• **ABOUT THIS TASK**: Could you output only the lines from the one containing "Would you please tag the thin" through the last line of the data, both included?

[DATA FOR ANALYSIS — start]

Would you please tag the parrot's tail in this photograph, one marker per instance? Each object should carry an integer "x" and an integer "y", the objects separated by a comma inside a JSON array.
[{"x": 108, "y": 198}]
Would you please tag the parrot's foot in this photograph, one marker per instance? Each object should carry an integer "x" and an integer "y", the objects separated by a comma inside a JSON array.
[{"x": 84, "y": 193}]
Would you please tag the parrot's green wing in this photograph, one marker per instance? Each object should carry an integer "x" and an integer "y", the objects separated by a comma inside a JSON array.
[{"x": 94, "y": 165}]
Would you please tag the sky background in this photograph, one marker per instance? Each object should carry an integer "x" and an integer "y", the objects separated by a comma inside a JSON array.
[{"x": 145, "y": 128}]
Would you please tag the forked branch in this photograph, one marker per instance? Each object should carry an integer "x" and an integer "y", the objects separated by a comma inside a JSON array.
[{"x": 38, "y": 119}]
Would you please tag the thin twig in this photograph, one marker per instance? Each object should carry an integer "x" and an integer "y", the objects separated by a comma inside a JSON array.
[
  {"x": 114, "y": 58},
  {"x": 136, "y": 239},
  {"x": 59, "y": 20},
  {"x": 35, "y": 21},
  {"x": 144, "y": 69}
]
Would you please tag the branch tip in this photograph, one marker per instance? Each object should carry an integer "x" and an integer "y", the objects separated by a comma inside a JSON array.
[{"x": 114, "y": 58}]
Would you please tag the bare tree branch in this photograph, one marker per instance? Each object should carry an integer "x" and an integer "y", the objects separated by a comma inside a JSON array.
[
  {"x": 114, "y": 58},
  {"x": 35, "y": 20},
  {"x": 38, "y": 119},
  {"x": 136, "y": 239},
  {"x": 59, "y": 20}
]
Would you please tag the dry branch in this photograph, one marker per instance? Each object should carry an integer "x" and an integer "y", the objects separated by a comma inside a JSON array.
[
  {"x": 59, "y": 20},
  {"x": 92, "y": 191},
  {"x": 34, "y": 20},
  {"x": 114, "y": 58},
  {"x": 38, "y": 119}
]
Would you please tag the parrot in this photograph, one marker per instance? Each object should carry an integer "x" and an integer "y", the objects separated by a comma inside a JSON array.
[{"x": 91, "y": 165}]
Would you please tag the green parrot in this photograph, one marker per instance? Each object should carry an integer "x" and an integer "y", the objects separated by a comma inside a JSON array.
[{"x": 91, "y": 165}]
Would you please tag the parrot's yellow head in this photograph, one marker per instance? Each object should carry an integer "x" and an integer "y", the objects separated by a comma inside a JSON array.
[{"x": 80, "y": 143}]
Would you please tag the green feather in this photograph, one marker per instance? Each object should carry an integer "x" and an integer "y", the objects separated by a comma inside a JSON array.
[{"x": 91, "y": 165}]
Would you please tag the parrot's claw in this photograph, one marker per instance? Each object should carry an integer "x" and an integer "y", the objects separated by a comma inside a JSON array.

[DATA FOR ANALYSIS — finish]

• **ANSWER FOR THIS EXERCISE**:
Would you please tag the thin twig in this photograph, one marker per instance? Each object should carry an integer "x" and an integer "y", the objects separated by a comma inside a JSON array.
[
  {"x": 114, "y": 58},
  {"x": 136, "y": 239},
  {"x": 59, "y": 20},
  {"x": 35, "y": 21},
  {"x": 144, "y": 69}
]
Would you please tag the branch tip in this photograph, one marker per instance? Each object should carry an integer "x" and an integer "y", the objects separated by a comma inside a JSON array.
[{"x": 114, "y": 58}]
Would you please tag the bare tree branch in this photograph, one marker per instance? Each object should carry an integer "x" and an integer "y", the objects separated by a comma inside a JSON array.
[
  {"x": 114, "y": 58},
  {"x": 35, "y": 20},
  {"x": 38, "y": 119},
  {"x": 136, "y": 239},
  {"x": 59, "y": 20}
]
Would you please tag the dry branch in this photograph, one marker per instance? Each object should carry an integer "x" and an integer "y", the objects separated by a comma inside a JSON array.
[
  {"x": 59, "y": 20},
  {"x": 92, "y": 191},
  {"x": 34, "y": 20},
  {"x": 114, "y": 58},
  {"x": 38, "y": 119}
]
Would you please tag the parrot in this photograph, one marker per instance? Each object should carry an integer "x" and an integer "y", the objects separated by a comma inside a JSON array.
[{"x": 91, "y": 165}]
Would you please tag the green parrot in this photograph, one marker per instance? Each object should carry an integer "x" and an integer "y", the objects separated by a comma inside a JSON array.
[{"x": 91, "y": 165}]
Would you please tag the parrot's yellow head in this photograph, one marker per instance? Each object should carry an integer "x" and an integer "y", the objects separated by a comma inside a JSON array.
[{"x": 80, "y": 143}]
Would you please tag the green feather in this photograph, one marker per instance? Each object should carry an integer "x" and an integer "y", the objects separated by a comma inside a JSON array.
[{"x": 91, "y": 165}]
Would you please tag the parrot's claw in this photograph, one marker per instance? Each object should carry an integer "x" and an integer "y", the objects separated by a comma inside a JSON array.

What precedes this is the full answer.